**Task goal**
Copy out the lines of the records below word for word, beginning at the line that contains "target: recessed ceiling area" and ending after the line that contains "POLYGON ((51 36, 51 17, 40 17, 40 36, 51 36))".

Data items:
** start **

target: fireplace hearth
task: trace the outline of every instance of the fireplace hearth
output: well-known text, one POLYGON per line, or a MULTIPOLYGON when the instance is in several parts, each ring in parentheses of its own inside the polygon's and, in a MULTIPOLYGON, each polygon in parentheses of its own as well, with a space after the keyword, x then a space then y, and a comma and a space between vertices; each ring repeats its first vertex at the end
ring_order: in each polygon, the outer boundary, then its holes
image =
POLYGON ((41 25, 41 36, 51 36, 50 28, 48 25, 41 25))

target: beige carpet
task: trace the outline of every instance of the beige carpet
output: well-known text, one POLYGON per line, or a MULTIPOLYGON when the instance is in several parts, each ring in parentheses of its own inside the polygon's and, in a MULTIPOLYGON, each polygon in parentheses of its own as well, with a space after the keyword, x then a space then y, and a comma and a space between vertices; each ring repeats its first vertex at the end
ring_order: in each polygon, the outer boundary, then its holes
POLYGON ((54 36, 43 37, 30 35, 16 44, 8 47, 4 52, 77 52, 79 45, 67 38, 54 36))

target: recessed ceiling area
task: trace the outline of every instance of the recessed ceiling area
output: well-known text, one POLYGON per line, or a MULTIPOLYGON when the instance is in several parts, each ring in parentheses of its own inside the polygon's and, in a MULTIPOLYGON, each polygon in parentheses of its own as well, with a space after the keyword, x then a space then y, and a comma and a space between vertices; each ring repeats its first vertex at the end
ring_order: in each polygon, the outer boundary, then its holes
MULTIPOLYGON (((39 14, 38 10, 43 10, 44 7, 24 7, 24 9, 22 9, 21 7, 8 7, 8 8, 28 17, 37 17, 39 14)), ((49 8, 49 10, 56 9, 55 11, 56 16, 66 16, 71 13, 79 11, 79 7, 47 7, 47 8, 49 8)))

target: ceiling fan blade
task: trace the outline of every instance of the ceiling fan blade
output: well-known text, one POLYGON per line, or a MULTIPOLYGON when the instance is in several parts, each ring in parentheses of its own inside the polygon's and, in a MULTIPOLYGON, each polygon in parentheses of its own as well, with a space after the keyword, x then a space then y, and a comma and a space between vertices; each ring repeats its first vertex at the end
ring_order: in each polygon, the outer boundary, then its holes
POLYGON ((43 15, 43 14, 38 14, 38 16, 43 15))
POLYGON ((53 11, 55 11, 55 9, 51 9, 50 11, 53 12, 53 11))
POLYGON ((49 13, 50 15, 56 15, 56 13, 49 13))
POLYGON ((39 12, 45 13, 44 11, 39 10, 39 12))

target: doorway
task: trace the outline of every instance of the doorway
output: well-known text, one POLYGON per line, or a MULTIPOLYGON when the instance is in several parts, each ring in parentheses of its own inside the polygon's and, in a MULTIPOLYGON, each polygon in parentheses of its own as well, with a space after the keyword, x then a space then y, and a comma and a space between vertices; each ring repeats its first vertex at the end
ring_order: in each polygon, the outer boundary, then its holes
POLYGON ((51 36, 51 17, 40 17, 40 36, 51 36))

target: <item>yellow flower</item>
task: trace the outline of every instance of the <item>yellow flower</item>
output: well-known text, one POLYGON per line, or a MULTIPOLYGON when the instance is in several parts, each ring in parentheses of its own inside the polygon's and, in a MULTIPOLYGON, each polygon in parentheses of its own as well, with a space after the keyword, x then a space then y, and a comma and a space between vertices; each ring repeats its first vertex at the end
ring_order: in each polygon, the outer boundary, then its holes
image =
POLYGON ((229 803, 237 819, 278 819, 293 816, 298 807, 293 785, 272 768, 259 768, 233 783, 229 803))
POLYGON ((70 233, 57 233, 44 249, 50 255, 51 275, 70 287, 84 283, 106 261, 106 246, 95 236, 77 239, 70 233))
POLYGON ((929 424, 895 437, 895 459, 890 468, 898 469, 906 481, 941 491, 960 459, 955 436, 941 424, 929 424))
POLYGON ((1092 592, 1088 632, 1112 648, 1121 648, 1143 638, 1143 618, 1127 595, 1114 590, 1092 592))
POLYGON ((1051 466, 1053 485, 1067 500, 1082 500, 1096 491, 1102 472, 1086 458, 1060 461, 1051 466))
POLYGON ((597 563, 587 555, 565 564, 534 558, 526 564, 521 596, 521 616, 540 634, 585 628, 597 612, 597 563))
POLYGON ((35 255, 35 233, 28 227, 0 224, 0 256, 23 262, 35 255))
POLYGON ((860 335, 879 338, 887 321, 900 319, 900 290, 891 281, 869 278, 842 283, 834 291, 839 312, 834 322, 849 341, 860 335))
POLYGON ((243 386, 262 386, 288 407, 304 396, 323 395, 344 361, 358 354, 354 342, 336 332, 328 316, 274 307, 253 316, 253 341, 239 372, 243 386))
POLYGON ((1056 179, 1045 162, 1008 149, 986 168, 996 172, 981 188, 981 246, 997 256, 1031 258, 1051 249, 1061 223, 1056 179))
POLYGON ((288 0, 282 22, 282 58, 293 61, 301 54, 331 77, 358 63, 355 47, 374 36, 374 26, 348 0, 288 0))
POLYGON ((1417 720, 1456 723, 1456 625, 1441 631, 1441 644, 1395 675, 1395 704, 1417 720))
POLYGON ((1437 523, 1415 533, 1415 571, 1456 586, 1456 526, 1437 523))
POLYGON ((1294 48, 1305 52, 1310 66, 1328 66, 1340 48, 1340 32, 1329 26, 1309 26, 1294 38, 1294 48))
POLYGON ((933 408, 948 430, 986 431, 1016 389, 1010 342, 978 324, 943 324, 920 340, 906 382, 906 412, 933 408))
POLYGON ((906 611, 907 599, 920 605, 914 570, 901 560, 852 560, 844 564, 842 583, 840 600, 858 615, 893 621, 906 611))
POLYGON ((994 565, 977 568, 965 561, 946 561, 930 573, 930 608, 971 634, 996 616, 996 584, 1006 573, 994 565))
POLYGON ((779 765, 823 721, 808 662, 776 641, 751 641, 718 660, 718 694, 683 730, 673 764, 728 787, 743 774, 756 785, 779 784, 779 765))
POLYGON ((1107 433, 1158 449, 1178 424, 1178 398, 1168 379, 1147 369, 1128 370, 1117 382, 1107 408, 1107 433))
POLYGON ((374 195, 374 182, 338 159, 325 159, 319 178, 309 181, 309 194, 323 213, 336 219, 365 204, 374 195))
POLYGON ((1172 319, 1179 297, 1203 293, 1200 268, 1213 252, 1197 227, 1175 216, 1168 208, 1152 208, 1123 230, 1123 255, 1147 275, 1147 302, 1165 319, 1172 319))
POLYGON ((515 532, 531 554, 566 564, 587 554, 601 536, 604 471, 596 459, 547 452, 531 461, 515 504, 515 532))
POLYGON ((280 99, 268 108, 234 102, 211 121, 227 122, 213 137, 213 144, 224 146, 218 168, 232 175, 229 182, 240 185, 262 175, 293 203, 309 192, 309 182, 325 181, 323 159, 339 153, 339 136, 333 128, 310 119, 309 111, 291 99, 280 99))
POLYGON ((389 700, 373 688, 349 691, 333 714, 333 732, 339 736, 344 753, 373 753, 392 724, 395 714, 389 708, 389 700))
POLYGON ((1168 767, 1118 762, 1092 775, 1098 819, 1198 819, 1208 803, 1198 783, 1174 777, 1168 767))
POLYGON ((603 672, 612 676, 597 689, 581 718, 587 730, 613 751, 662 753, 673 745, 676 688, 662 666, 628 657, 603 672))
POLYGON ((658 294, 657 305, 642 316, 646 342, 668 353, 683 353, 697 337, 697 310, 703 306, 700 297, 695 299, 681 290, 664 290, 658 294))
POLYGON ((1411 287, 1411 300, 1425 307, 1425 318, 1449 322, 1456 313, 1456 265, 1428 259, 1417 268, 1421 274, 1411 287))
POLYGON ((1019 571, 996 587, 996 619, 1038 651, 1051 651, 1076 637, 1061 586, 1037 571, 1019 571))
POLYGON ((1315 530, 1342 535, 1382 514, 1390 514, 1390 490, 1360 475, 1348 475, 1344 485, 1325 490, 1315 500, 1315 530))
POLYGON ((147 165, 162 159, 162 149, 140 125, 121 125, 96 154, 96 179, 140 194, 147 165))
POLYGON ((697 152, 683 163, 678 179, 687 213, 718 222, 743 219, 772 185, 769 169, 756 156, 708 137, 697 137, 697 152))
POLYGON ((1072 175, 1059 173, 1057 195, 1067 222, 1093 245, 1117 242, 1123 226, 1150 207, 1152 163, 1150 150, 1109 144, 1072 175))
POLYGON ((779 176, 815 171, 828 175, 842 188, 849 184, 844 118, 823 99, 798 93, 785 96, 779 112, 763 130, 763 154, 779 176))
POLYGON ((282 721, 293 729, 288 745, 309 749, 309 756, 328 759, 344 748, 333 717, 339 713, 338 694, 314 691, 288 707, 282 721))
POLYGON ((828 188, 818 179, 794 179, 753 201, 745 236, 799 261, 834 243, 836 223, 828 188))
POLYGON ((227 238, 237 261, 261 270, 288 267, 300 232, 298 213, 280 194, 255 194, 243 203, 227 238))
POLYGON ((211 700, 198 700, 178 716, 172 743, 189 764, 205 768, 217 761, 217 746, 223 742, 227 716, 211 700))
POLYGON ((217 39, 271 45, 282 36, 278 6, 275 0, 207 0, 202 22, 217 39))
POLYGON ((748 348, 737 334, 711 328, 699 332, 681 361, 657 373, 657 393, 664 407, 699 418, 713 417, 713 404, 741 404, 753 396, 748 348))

** end **

**Completed exercise**
target: recessed ceiling area
task: trace the outline of every instance of the recessed ceiling area
output: well-known text, one POLYGON per line, or a MULTIPOLYGON when the instance is in several parts, each ring in parentheses of its own inside the polygon's and, in a MULTIPOLYGON, each polygon in parentheses of its own as well, with a space after the keyword, x then a space then y, and a comma and a space between vertices; each ring repeats its first vertex at the end
ring_order: in each polygon, the outer boundary, then its holes
MULTIPOLYGON (((39 14, 38 10, 43 10, 44 7, 24 7, 24 9, 22 9, 21 7, 8 7, 8 8, 28 17, 37 17, 39 14)), ((49 8, 49 10, 56 9, 55 11, 56 16, 66 16, 71 13, 79 11, 79 7, 47 7, 47 8, 49 8)))

target: ceiling fan blade
task: trace the outline of every instance of the ceiling fan blade
output: well-known text, one POLYGON per line, or a MULTIPOLYGON when the instance is in several parts, each ring in parentheses of its own inside the polygon's and, in a MULTIPOLYGON, each polygon in parentheses of its own as well, with a space after the keyword, x then a space then y, and a comma and a space between vertices; each ring repeats its first vertex at the end
ring_order: in each polygon, the outer boundary, then its holes
POLYGON ((43 15, 43 14, 38 14, 38 16, 43 15))
POLYGON ((53 11, 55 11, 55 9, 51 9, 50 11, 53 12, 53 11))
POLYGON ((49 13, 50 15, 56 15, 56 13, 49 13))
POLYGON ((39 12, 45 13, 44 11, 39 10, 39 12))

target: doorway
task: trace the outline of every instance of the doorway
output: well-known text, one POLYGON per line, or a MULTIPOLYGON when the instance is in several parts, each ring in parentheses of its own inside the polygon's and, in a MULTIPOLYGON, each polygon in parentheses of its own as well, with a space after the keyword, x then a space then y, and a comma and a space between vertices; each ring repeats its first vertex at the end
ring_order: in each polygon, the outer boundary, then its holes
POLYGON ((51 36, 51 17, 40 17, 40 36, 51 36))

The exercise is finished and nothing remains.